WHAT YOU SHOULD DO>
Every line below must be reproduced exactly; no pictures are to be included.

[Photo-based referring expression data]
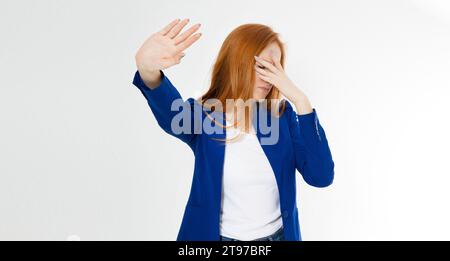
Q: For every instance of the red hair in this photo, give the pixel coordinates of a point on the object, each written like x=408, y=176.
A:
x=233, y=75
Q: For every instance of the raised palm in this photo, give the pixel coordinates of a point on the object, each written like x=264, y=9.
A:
x=164, y=48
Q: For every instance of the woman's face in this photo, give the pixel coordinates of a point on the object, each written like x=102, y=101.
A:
x=262, y=88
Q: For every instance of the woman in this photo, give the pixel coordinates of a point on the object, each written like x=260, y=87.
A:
x=243, y=185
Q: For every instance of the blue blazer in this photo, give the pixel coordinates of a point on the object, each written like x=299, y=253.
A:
x=302, y=146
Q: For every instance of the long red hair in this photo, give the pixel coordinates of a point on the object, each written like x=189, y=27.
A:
x=233, y=74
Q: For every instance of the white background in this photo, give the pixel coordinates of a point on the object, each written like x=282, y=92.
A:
x=81, y=155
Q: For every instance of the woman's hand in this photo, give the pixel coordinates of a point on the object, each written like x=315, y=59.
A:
x=273, y=73
x=164, y=49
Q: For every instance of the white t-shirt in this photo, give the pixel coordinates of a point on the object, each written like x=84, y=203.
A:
x=250, y=198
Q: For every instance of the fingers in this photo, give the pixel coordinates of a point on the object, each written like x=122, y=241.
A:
x=276, y=61
x=266, y=64
x=168, y=27
x=265, y=78
x=185, y=44
x=177, y=28
x=263, y=72
x=186, y=34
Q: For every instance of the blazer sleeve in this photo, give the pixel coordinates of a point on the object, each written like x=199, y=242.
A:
x=160, y=100
x=313, y=157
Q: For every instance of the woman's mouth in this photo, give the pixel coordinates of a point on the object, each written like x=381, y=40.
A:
x=266, y=89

THE ANSWER>
Q: For every instance of the red hair in this photo, give the pixel coordinates of a point on the object, each written like x=408, y=176.
A:
x=233, y=75
Q: For every instance of the raised palm in this photo, give the pixel coordinates of a point on the object, each written like x=264, y=9.
A:
x=164, y=48
Q: For every instance of the woman's face in this photo, give the pixel coordinates of a point on the object, each written like x=102, y=101.
A:
x=262, y=88
Q: For every instance of the woman in this photo, give the pixel coordinates of a point on the object, each written like x=260, y=87.
A:
x=243, y=185
Q: For every instance of the blue blazer in this photo, give the pixel coordinates of a point on the object, each written like x=299, y=253.
A:
x=302, y=146
Q: For every instance of the long red hair in this photo, give the pixel coordinates of a point on the object, each written like x=189, y=27.
A:
x=233, y=74
Q: For every instance of the white background in this photo, give the pixel coordinates of a point on the object, each written like x=282, y=92.
A:
x=81, y=155
Q: For every instance of the woman's hand in this photo, give the pixel coordinates of a point on the object, each written like x=315, y=59.
A:
x=273, y=73
x=164, y=49
Q: For every instance of the white t-shirt in this photo, give the pixel coordinates of a point on the object, each written like x=84, y=203.
A:
x=250, y=198
Q: For every instance of the fingers in this photo, give the pixel coordinates of a point on the object, each written like x=122, y=241.
A:
x=276, y=61
x=266, y=64
x=168, y=27
x=265, y=78
x=185, y=44
x=177, y=28
x=263, y=72
x=186, y=34
Q: For every instance of the blazer sleeve in this photo, give the pixel coordinates of a point on the object, each written like x=199, y=242.
A:
x=160, y=100
x=313, y=157
Q: For every instance of the woman's mouth in this photo, give the pixel coordinates of a point on the object, each written like x=381, y=40.
A:
x=266, y=89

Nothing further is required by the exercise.